» TEXT SHOWN

<<<<

Long noncoding RNAs (lncRNAs) are noncoding RNAs over 200 bases in length that serve a variety of roles in regulating protein levels and gene expression [1]. LncRNAs have been extensively documented as important regulatory molecules involved in tumorigenesis [5]. A number of lncRNAs were revealed to have significant functions in the pathogenesis of HCC and could serve either tumor suppressing or oncogenic roles. Active pathological mechanisms in HCC such as the Wnt signaling pathway, the STAT3 signaling pathway, and epithelial-to-mesenchymal transition (EMT) were shown to be regulated by lncRNAs such as DANCR, ATB, and MALAT1, respectively [68]. Other lncRNAs involved in HCC include HOTAIR (HOX transcript antisense RNA) and HULC (Highly Upregulated in Liver Cancer), which are also both involved in multiple cancers beside HCC [3, 9]. Because of their extensive involvement in tumorigenesis, lncRNAs are promising candidates as biomarkers for prediction of prognosis in HCC.

Important risk factors in the development of HCC are alcohol consumption and the hepatitis virus. An estimated half of HCC patients have an hepatitis B virus (HBV) infection, while thirty to forty percent of HBV patients ultimately develop HCC [10, 11]. Hepatitis C virus (HCV) infection causes an estimated seventeen-fold increase in the risk of developing HCC compared to non-hepatitis individuals [12]. For people with heavy alcohol consumption, ten to thirty percent develop alcoholic steatohepatitis, while ten to twenty percent develop liver cirrhosis [13]. Both alcoholic steatohepatitis, a type of fatty liver disease, and liver cirrhosis can lead to development of HCC. Because HCC is a heterogeneous disease with various prognostic factors and prognostic outcomes, the risk factors involved in the development of HCC for specific patients must be considered in order to develop personalized diagnostic and treatment methods.

>>>>

» EXERCISE SET
1. Name every specific lncRNA that the lncRNA passage mentions.
2. Resume the lncRNA passage with the next paragraph after its final sentence.
The records after this point are separate material, unrelated to the lncRNA passage.

[Dataset excerpts]
<<<<

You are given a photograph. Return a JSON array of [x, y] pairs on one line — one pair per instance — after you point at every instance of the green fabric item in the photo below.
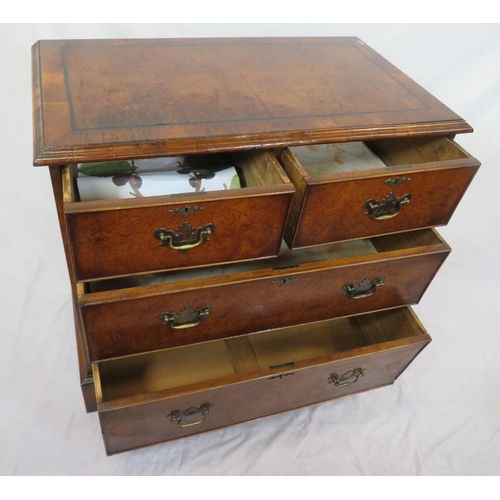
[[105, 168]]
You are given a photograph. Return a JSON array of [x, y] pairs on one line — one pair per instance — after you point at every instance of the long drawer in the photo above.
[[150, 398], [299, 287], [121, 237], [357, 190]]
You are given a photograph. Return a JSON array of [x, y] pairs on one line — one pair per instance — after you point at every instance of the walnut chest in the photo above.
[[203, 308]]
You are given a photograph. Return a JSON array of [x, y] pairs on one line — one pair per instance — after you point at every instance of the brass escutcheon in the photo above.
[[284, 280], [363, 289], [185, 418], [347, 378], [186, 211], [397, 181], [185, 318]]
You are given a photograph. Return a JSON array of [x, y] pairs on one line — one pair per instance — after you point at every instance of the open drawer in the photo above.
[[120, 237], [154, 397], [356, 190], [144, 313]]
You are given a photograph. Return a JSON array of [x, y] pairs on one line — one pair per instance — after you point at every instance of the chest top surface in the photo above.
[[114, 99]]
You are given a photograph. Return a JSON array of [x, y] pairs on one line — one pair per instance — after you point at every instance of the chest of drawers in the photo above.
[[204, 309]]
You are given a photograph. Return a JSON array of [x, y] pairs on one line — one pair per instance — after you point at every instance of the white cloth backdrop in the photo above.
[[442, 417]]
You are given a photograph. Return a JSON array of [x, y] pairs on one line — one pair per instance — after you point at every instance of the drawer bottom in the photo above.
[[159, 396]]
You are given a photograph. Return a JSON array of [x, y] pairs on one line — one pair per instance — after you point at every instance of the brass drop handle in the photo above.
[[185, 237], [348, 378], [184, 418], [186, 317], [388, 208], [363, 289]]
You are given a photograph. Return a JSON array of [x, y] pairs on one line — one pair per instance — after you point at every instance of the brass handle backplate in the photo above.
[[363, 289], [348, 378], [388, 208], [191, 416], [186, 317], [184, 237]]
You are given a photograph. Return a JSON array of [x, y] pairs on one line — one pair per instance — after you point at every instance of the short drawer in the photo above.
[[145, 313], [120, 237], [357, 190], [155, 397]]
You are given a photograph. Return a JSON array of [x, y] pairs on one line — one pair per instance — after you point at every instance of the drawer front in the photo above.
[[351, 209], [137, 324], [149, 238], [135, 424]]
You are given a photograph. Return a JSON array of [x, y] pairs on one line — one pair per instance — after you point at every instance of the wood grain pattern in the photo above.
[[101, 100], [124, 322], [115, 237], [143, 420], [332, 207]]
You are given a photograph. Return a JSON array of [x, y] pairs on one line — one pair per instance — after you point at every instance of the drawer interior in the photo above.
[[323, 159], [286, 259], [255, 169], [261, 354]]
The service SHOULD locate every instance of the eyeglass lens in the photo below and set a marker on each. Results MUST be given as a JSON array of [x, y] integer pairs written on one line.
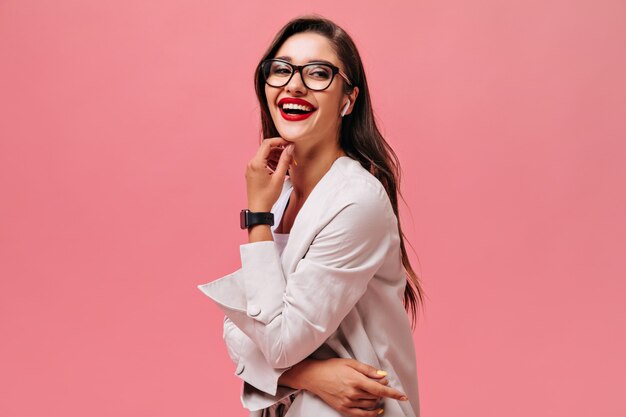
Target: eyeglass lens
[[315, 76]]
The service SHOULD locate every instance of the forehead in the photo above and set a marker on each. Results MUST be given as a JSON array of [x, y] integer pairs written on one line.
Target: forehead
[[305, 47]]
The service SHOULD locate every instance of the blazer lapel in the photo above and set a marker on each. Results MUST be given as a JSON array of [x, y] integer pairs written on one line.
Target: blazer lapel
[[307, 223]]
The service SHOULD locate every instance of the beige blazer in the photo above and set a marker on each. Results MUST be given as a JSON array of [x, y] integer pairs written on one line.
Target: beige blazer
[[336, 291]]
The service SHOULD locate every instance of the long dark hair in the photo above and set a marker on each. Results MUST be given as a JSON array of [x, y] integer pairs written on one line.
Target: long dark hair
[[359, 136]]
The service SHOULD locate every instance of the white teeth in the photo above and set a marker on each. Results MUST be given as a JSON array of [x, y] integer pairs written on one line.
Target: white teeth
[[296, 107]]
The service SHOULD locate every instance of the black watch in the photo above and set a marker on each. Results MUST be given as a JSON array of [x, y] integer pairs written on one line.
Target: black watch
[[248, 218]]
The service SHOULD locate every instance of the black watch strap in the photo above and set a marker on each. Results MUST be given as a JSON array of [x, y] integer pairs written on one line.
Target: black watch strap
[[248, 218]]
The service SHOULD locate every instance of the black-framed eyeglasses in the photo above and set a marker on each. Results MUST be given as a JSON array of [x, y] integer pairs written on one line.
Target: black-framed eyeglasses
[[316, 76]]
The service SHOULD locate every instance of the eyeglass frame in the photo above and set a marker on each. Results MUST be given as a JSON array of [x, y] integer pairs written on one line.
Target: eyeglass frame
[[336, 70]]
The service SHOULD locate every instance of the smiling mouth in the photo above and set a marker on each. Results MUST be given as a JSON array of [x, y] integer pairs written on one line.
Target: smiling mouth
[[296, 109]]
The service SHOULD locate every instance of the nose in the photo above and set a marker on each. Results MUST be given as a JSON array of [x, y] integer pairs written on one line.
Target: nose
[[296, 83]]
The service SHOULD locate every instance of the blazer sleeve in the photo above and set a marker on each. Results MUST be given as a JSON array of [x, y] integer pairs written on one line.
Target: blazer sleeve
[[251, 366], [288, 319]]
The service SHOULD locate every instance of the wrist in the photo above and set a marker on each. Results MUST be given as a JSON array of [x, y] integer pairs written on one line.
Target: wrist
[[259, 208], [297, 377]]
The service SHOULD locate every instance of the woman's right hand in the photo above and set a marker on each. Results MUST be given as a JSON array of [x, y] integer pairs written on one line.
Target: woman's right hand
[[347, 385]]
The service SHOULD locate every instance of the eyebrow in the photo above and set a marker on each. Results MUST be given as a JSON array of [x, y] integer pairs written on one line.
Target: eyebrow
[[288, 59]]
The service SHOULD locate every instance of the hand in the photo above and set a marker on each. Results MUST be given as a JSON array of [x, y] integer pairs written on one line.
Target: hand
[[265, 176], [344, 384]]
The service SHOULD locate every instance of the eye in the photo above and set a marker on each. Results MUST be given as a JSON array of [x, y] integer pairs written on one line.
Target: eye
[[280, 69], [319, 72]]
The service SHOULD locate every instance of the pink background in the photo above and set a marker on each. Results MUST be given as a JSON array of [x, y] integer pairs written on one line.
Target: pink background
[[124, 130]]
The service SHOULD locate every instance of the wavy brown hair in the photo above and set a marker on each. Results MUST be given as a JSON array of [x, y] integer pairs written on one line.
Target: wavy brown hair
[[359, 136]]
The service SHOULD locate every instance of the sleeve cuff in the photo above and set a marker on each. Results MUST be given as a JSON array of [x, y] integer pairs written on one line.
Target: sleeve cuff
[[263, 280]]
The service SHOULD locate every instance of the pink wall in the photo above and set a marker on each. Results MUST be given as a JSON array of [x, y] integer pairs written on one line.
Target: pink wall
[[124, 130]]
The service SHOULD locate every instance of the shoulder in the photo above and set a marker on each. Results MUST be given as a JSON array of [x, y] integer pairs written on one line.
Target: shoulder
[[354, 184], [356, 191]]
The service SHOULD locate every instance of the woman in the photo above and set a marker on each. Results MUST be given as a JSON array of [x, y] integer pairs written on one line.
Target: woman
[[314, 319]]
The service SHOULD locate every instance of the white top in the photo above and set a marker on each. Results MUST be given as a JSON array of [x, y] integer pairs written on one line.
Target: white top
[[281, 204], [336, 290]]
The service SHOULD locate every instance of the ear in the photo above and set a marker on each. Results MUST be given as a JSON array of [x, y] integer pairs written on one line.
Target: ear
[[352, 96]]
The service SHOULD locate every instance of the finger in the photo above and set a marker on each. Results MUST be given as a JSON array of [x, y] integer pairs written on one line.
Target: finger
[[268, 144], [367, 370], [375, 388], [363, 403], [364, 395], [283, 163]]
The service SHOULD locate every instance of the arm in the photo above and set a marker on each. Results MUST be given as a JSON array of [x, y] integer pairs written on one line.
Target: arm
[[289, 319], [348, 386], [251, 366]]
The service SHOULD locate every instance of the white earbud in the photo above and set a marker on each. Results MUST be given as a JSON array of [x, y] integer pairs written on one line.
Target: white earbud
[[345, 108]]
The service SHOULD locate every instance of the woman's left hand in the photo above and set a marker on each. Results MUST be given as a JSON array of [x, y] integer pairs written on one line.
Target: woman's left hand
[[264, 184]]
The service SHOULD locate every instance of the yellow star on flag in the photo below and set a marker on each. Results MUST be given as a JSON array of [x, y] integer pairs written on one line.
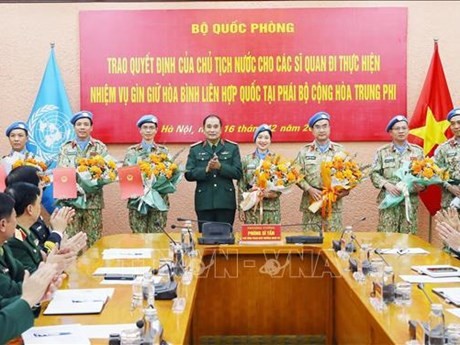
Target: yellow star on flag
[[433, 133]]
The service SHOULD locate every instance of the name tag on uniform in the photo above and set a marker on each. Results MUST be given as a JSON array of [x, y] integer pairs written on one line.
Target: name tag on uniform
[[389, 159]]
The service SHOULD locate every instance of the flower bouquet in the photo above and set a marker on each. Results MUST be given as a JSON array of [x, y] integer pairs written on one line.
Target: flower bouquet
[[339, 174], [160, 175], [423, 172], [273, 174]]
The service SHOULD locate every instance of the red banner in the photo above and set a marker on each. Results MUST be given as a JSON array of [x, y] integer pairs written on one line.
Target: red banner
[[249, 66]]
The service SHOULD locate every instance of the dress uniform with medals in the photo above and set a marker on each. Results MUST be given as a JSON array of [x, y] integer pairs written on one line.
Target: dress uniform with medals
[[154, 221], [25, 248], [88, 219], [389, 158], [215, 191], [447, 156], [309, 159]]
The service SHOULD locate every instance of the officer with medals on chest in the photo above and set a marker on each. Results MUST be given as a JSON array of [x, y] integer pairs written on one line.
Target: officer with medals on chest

>>>>

» ANSWERS FOR THE EXERCISE
1. DANCR, ATB, MALAT1, HOTAIR, HULC

2.
Most studies investigating lncRNAs involved in HCC were limited by the small size of patient cohorts and the lack of specific HCC etiology focus, with many studies comparing only tumor samples with normal samples [1]. While there have been studies exploring differential gene expression for coding genes in HCC caused by different risk facts, to the best of our knowledge, no study has compared the role of lncRNAs in HBV/HCV- related HCC to their role in alcohol-related HCC. We downloaded RNA-sequencing data for 222 HCC patients from The Cancer Genome Atlas (TCGA) database to obtain a substantial cohort for analysis. We then analyzed lncRNA expression levels of patient normal samples versus that of three tumor sample cohorts, based on HBV infection, HCV infection, and history of alcohol consumption. Finally, the expressions of selected lncRNAs were verified in vitro.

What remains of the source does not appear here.